=== Problem details ===
Copy only what runs from the line containing "find hooded jacket" through the end of the material below, line for line, with both ends included.

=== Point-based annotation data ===
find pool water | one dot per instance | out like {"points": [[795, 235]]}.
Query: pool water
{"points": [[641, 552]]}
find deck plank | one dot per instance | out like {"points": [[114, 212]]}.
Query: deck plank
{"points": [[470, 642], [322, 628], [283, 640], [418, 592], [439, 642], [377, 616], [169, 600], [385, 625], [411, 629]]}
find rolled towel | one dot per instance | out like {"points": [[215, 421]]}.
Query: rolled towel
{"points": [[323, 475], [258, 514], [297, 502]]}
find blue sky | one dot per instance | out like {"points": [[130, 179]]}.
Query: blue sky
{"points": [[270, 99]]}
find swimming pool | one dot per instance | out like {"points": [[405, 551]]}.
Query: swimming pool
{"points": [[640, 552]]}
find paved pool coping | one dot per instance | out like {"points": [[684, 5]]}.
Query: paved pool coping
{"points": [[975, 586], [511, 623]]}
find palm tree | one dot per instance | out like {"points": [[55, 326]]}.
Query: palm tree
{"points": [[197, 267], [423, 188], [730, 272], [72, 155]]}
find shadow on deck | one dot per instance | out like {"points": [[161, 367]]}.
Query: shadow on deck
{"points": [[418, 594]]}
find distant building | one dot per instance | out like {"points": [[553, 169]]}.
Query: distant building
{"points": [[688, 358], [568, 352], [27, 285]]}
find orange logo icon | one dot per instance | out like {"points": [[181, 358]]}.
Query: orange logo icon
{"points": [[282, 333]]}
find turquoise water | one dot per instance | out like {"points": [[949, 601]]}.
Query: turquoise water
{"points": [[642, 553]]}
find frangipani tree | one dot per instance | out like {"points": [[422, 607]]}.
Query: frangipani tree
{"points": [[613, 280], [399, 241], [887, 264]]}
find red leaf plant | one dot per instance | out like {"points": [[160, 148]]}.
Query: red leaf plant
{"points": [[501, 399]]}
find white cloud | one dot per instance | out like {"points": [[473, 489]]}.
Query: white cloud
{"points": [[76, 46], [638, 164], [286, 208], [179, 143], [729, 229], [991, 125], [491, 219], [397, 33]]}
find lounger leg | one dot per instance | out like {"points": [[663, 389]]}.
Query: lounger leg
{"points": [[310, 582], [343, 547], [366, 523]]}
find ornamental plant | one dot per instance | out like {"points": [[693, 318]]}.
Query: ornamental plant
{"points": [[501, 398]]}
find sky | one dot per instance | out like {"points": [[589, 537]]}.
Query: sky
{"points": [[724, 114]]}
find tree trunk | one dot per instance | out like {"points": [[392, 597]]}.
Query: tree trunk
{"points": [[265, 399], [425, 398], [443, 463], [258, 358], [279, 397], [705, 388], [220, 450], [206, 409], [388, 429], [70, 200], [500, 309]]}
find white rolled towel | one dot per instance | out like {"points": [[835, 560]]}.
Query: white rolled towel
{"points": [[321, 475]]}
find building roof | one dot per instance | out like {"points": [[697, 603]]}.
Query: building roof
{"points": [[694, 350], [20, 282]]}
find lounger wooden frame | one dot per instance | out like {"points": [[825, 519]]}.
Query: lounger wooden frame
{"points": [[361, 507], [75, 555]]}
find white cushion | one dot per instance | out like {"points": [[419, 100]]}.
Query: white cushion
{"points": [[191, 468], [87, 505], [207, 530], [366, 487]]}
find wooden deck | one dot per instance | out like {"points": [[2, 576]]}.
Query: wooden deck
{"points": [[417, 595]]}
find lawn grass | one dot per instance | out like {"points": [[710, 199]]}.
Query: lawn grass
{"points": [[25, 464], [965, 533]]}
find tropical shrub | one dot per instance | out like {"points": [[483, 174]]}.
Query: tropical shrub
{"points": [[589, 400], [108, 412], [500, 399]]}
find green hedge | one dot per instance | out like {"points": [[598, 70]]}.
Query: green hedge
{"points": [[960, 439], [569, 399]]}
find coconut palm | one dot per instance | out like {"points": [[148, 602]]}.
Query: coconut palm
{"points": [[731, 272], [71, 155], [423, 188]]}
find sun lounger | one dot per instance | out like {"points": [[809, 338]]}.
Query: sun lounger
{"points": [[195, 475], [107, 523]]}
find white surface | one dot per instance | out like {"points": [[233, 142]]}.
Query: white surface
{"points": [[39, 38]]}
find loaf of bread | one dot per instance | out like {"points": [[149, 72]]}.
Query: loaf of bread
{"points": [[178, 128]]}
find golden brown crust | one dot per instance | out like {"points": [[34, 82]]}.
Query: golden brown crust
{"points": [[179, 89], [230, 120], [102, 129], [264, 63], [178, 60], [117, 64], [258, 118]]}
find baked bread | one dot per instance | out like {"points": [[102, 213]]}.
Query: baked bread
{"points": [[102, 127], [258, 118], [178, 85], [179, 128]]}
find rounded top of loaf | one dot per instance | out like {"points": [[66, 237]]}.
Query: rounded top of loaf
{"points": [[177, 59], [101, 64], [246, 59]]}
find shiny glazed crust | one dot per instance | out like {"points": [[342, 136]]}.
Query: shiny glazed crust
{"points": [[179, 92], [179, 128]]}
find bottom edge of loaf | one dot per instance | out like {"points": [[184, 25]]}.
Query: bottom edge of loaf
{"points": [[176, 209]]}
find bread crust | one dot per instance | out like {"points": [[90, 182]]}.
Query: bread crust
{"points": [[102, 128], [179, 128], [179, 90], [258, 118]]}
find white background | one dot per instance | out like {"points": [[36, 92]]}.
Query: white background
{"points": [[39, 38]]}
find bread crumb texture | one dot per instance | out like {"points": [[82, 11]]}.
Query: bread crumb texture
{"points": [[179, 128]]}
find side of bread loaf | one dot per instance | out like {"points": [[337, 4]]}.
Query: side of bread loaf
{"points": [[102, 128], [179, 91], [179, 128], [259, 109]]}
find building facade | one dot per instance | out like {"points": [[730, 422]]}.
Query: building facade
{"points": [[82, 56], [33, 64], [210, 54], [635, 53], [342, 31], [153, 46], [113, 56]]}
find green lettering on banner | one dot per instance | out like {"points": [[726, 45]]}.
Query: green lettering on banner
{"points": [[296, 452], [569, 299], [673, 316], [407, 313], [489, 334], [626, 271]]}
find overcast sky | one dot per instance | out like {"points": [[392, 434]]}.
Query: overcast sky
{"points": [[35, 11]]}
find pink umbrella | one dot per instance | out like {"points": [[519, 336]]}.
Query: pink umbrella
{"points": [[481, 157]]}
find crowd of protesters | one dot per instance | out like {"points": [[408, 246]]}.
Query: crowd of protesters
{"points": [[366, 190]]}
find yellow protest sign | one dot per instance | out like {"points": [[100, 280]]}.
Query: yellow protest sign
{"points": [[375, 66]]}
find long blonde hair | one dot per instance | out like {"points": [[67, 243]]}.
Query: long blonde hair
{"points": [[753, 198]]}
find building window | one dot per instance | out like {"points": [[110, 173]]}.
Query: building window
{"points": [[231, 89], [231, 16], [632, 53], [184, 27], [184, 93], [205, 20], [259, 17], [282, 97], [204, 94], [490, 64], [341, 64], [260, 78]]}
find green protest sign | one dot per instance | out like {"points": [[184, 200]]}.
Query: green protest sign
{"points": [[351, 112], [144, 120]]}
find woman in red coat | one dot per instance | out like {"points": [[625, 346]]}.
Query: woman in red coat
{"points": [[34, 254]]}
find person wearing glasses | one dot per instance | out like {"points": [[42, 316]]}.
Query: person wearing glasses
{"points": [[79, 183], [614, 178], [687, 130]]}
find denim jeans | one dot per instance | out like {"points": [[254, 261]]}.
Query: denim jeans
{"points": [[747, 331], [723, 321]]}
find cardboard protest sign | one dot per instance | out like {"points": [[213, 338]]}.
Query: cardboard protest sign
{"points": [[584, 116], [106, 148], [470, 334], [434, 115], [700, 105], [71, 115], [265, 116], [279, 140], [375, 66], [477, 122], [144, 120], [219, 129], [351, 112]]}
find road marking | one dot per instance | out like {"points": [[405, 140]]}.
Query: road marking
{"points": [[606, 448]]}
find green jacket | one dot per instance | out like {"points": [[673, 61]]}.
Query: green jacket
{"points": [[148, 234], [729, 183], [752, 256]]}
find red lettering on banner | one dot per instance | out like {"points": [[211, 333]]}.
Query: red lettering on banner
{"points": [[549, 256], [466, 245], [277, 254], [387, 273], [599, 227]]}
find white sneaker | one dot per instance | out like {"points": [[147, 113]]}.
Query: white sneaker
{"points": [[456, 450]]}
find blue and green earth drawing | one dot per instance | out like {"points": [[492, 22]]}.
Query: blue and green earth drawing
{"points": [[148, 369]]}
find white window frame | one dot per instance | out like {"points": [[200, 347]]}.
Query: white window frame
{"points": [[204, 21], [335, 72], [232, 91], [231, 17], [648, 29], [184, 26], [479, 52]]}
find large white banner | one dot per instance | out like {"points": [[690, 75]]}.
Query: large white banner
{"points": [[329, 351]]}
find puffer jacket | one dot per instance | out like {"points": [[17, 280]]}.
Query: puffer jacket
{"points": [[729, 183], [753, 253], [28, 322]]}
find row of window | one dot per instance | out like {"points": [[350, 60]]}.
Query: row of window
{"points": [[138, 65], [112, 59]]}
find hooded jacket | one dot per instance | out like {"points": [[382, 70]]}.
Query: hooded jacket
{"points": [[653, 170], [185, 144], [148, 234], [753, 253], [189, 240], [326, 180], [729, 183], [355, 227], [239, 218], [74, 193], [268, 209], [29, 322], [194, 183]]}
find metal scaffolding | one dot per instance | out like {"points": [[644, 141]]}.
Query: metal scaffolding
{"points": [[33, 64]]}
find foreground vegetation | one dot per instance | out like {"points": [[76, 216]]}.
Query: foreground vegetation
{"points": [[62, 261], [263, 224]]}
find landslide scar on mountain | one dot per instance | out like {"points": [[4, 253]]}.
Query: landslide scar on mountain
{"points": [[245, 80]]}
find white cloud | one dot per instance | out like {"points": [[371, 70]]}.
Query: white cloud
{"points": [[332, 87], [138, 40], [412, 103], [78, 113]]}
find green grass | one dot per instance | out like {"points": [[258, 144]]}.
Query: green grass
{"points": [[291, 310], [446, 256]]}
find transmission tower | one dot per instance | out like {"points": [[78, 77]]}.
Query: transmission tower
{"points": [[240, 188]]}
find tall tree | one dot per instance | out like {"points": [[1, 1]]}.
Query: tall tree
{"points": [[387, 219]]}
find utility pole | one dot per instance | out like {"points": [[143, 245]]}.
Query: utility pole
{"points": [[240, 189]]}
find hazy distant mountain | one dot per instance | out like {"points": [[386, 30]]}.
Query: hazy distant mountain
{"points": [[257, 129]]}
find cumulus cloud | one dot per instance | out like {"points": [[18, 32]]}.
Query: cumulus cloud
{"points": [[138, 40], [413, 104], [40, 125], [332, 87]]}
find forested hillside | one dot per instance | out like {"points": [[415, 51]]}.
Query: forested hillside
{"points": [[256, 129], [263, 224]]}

=== Correct output ===
find hooded jacket | one dot per instance | out like {"points": [[382, 70]]}.
Query: hooded jacket
{"points": [[653, 170], [185, 144], [148, 234], [753, 253], [189, 240], [326, 180], [729, 183], [355, 227], [239, 218], [74, 193], [268, 209], [29, 322], [194, 183]]}
find metal scaffolding | one dot per instance | out like {"points": [[644, 141]]}.
Query: metal scaffolding
{"points": [[33, 64]]}
find foreground vegetation | one dot per instance | out like {"points": [[76, 216]]}.
Query: foreground vegetation
{"points": [[62, 261], [263, 224]]}
find landslide scar on mountain | one dot per instance | out like {"points": [[4, 253]]}.
Query: landslide scar on mountain
{"points": [[245, 80]]}
find white cloud | one dot per instance | out like {"points": [[371, 70]]}.
Query: white cloud
{"points": [[332, 87], [138, 40], [412, 103], [78, 113]]}
find green grass | one dot per instance | out like {"points": [[258, 144]]}.
Query: green grass
{"points": [[291, 310], [446, 256]]}
find transmission tower | one dot per instance | out like {"points": [[78, 77]]}.
Query: transmission tower
{"points": [[240, 188]]}
find tall tree | one dot per instance | out like {"points": [[1, 1]]}.
Query: tall tree
{"points": [[387, 219]]}
find utility pole | one dot per instance | out like {"points": [[143, 245]]}.
Query: utility pole
{"points": [[240, 189]]}
find hazy distant mountain | one dot per instance | out like {"points": [[386, 30]]}.
Query: hazy distant mountain
{"points": [[257, 129]]}
find cumulus cloud | one dot per instance | out like {"points": [[18, 32]]}.
Query: cumulus cloud
{"points": [[138, 40], [413, 104], [40, 125], [332, 87]]}
find forested hillside | one dot per instance | out like {"points": [[415, 51]]}.
Query: forested hillside
{"points": [[256, 129], [263, 224]]}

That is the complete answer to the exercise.